[Stored data Boundary: Start]

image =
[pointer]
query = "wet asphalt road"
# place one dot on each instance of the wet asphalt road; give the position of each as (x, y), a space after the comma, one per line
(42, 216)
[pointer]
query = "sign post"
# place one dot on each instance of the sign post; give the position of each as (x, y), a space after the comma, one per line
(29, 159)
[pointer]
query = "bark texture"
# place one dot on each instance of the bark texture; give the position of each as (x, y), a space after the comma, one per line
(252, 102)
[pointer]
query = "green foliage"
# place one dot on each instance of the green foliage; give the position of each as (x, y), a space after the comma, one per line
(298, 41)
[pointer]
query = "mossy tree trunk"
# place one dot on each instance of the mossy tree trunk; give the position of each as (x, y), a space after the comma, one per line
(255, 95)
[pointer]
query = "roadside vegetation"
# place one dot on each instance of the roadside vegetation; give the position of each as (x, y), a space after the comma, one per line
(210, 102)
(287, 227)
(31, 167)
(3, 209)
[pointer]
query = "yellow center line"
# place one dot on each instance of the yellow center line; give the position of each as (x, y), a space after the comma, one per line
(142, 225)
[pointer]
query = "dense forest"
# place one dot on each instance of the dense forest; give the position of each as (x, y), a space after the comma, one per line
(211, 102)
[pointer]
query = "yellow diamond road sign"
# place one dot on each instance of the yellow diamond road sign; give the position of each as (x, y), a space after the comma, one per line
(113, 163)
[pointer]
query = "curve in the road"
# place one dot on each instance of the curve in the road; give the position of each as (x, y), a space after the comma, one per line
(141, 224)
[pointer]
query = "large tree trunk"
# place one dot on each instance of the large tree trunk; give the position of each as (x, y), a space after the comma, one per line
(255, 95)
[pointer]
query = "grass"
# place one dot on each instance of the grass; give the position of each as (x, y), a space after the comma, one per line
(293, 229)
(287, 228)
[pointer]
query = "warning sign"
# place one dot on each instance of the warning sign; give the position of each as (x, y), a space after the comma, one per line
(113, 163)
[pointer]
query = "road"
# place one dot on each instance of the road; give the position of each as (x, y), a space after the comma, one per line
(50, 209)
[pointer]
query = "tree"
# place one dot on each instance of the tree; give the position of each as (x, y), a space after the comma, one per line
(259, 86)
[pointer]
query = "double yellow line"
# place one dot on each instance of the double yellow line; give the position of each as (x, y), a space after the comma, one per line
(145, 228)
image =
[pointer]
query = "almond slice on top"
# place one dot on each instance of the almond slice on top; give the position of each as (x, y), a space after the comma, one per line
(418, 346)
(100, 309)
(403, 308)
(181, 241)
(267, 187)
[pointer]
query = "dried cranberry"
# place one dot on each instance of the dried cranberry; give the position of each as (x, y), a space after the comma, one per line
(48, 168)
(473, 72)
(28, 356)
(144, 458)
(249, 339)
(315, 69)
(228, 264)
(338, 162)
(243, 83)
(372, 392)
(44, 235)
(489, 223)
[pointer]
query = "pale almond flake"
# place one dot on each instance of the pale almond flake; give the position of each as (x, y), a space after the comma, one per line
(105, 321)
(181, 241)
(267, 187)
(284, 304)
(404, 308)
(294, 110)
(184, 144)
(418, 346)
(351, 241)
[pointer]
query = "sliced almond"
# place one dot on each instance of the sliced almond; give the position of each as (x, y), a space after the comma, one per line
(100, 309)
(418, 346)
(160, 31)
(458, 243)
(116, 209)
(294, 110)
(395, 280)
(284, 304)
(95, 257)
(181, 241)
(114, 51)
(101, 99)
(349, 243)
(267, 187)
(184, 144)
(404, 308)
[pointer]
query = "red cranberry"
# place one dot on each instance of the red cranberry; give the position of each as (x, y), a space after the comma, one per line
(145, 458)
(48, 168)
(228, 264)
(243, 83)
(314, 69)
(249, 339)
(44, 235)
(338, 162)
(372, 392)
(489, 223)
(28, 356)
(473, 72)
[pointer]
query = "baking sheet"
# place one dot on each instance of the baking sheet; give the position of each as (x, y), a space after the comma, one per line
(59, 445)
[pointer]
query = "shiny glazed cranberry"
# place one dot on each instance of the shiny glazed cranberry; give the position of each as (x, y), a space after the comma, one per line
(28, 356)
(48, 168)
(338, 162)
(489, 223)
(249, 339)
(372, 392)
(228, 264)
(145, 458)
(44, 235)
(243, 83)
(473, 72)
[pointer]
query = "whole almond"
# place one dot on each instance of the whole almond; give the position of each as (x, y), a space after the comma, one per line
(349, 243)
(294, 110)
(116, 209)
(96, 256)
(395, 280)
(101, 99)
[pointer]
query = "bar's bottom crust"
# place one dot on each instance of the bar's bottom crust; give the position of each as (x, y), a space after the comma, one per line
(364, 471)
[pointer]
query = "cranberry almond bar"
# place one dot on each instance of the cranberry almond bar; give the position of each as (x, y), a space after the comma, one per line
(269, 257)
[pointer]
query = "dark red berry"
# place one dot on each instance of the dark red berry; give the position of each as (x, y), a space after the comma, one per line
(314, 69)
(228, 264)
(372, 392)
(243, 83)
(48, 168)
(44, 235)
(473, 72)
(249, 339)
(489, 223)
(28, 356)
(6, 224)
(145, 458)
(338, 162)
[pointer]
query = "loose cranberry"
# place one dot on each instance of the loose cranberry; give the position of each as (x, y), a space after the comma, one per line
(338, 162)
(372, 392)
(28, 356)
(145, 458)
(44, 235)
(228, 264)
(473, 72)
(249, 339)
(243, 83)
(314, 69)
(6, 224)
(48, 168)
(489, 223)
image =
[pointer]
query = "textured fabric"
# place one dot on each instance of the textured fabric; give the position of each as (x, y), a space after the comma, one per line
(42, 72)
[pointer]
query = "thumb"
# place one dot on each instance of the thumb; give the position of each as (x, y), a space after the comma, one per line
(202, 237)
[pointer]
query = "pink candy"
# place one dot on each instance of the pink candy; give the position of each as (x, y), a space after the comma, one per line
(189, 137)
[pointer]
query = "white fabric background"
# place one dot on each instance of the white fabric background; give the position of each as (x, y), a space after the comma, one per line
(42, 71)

[Stored data Boundary: End]

• _What is expected_
Please return the data above in full, without altering a single line.

• _Task output_
image =
[pointer]
query = "wet asphalt road"
# place one dot on each instance of the wet asphalt road; give the position of each as (x, y), a space after the comma, one per line
(42, 216)
[pointer]
query = "sign post"
# place one dot on each instance of the sign post; give the position of each as (x, y), a space after the comma, one per line
(29, 159)
[pointer]
query = "bark texture"
# place one dot on each instance of the bark texture; give the position of each as (x, y), a space after the comma, one per line
(252, 102)
[pointer]
query = "green foliage"
# place one dot on each instance of the green foliage; give the position of each as (x, y), a space after the comma, one per line
(298, 41)
[pointer]
query = "mossy tree trunk"
# place one dot on each instance of the mossy tree trunk; give the position of each as (x, y), a space after the comma, one per line
(255, 95)
[pointer]
query = "roadside vegetation"
# place one dot on each instance of the roadside vegetation; give the position of each as (x, y), a space after the comma, one per line
(210, 102)
(287, 227)
(31, 167)
(3, 209)
[pointer]
query = "yellow center line"
# place one dot on each instance of the yellow center line; give the position of each as (x, y), a space after the comma, one per line
(142, 225)
[pointer]
query = "dense forest"
# place one dot on each instance of the dense forest; give the position of each as (x, y), a space after the comma, one per line
(211, 102)
[pointer]
query = "yellow diamond road sign"
# place one dot on each instance of the yellow diamond road sign; give the position of each as (x, y), a space after the comma, one per line
(113, 163)
[pointer]
query = "curve in the road"
# place one dot on each instance of the curve in the road; give the position of each as (x, y), a space after the comma, one per line
(141, 224)
[pointer]
query = "large tree trunk"
# place one dot on each instance of the large tree trunk; give the position of each as (x, y), a space after the comma, one per line
(255, 95)
[pointer]
query = "grass"
# place one dot on each instance of the grass; give the position of each as (x, y), a space after the comma, one per line
(293, 229)
(287, 228)
[pointer]
query = "warning sign"
# place one dot on each instance of the warning sign; give the position of each as (x, y), a space after the comma, one per line
(113, 163)
[pointer]
query = "road"
# place one dot on each instance of the road; give the position of each as (x, y), a space after the comma, one per line
(50, 209)
[pointer]
query = "tree"
# place one dot on each instance of the tree; give the position of each as (x, y), a space after the comma, one per line
(259, 86)
[pointer]
query = "double yellow line"
# place one dot on each instance of the double yellow line; give the position of each as (x, y), a space after the comma, one per line
(145, 228)
image =
[pointer]
query = "almond slice on top"
# place one dot on each instance of the almond slice on top; give the position of each as (x, y), a space after the comma, one per line
(418, 346)
(100, 309)
(403, 308)
(181, 241)
(267, 187)
[pointer]
query = "dried cranberry"
# place one dot on each instance of the dried cranberry; give the position of each as (x, y), a space after the comma, one per line
(48, 168)
(473, 72)
(28, 356)
(144, 458)
(249, 339)
(315, 69)
(228, 264)
(338, 162)
(243, 83)
(372, 392)
(44, 235)
(489, 223)
[pointer]
query = "pale almond flake"
# place one dot on each instance of the pale almond flake; give the position of each as (x, y), a space after the comma, one per line
(105, 321)
(181, 241)
(267, 187)
(284, 304)
(404, 308)
(294, 110)
(184, 144)
(418, 346)
(351, 241)
[pointer]
query = "sliced almond"
# place one dot on each instance of the sliced almond; give the position of each as (x, y), a space after the comma, one per line
(100, 309)
(418, 346)
(160, 31)
(458, 243)
(116, 209)
(294, 110)
(395, 280)
(284, 304)
(95, 257)
(181, 241)
(114, 51)
(101, 99)
(349, 243)
(267, 187)
(184, 144)
(404, 308)
[pointer]
query = "red cranberry"
# place one dot on each instance of the red cranberry; give the position of each as (x, y), a space after the comma, one per line
(145, 458)
(48, 168)
(228, 264)
(243, 83)
(314, 69)
(249, 339)
(44, 235)
(338, 162)
(372, 392)
(489, 223)
(28, 356)
(473, 72)
[pointer]
query = "baking sheet"
# place one dot on each instance of the baking sheet; give the position of each as (x, y), a space after the comma, one per line
(59, 445)
[pointer]
query = "shiny glazed cranberry"
# place one dot on each instance of the shiny glazed cranberry; give the position of each as (x, y), a space after the comma, one per line
(28, 356)
(48, 168)
(338, 162)
(489, 223)
(249, 339)
(372, 392)
(228, 264)
(145, 458)
(44, 235)
(243, 83)
(473, 72)
[pointer]
query = "whole almond"
# place one dot on each instance of the whole almond; give the position of each as (x, y), a space after the comma, one per line
(349, 243)
(294, 110)
(116, 209)
(96, 256)
(395, 280)
(101, 99)
[pointer]
query = "bar's bottom crust"
# place one dot on each instance of the bar's bottom crust; give the position of each as (x, y), a space after the comma, one per line
(364, 471)
[pointer]
query = "cranberry almond bar"
# place one dot on each instance of the cranberry almond bar; give the position of each as (x, y), a space after the comma, one per line
(269, 257)
[pointer]
query = "dark red berry"
# place one dot on each instance of the dark red berry; give the position of each as (x, y), a space after the comma, one per line
(314, 69)
(228, 264)
(372, 392)
(243, 83)
(48, 168)
(44, 235)
(473, 72)
(249, 339)
(489, 223)
(28, 356)
(6, 224)
(145, 458)
(338, 162)
[pointer]
query = "loose cranberry"
# place one dot on each instance of the loose cranberry; give the position of each as (x, y), a space after the comma, one per line
(338, 162)
(372, 392)
(28, 356)
(145, 458)
(44, 235)
(228, 264)
(473, 72)
(249, 339)
(243, 83)
(314, 69)
(6, 224)
(48, 168)
(489, 223)
image =
[pointer]
query = "textured fabric"
# place one dot on each instance of the textured fabric; give the position of each as (x, y), a space after the comma, one per line
(42, 72)
[pointer]
query = "thumb"
# place one dot on each instance of the thumb; give the position of each as (x, y), a space after the comma, one per line
(202, 237)
[pointer]
query = "pink candy"
# place one dot on each instance of the pink candy; give the position of each as (x, y), a space after the comma, one per line
(189, 137)
[pointer]
query = "white fabric background"
# place one dot on each instance of the white fabric background; give the position of each as (x, y), a space after the comma, one per line
(42, 71)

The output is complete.